__ОТРЫВОК__

В этом кабинете, кроме нескольких человек, работавших на фестивале, и моего встрепанного друга, находились, если память мне не изменяет, Дэррил Занук, Жюльетт Греко и еще один импресарио, который, едва первые эмоции улеглись, а дружески предложенное виски было выпито, пригласил нас поужинать всей компанией в ресторане «Бон Оберж». Лично меня он мог бы с таким же успехом пригласить поужинать в Вальпараисо или Лилле – с того момента, как появился Уэллс, мне ничего другого не хотелось, как покорно следовать за ним. Одно его присутствие сразу вернуло мне почти утраченные было иллюзии по части мужчин. Он был огромный, просто колоссальный, смеялся громоподобным смехом и, блуждая заинтересованным и в то же время рассеянным взглядом своих желтых глаз, рассматривал знаменитую набережную, разряженную толпу и роскошные яхты.

__ФОРМУЛИРОВКА ЗАДАНИЯ__
Скопируйте из отрывка фрагмент без изменений, начиная со слов «В этом кабинете, кроме» и заканчивая словами «и роскошные яхты.».

__СТРОКИ ДАННЫХ__
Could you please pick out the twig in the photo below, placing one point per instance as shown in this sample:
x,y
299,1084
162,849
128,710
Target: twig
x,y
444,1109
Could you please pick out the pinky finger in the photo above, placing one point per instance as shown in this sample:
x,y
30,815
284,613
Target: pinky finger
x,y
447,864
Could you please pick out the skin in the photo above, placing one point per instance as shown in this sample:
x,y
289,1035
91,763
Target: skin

__ОТВЕТ НА ЗАДАНИЕ__
В этом кабинете, кроме нескольких человек, работавших на фестивале, и моего встрепанного друга, находились, если память мне не изменяет, Дэррил Занук, Жюльетт Греко и еще один импресарио, который, едва первые эмоции улеглись, а дружески предложенное виски было выпито, пригласил нас поужинать всей компанией в ресторане «Бон Оберж». Лично меня он мог бы с таким же успехом пригласить поужинать в Вальпараисо или Лилле – с того момента, как появился Уэллс, мне ничего другого не хотелось, как покорно следовать за ним. Одно его присутствие сразу вернуло мне почти утраченные было иллюзии по части мужчин. Он был огромный, просто колоссальный, смеялся громоподобным смехом и, блуждая заинтересованным и в то же время рассеянным взглядом своих желтых глаз, рассматривал знаменитую набережную, разряженную толпу и роскошные яхты.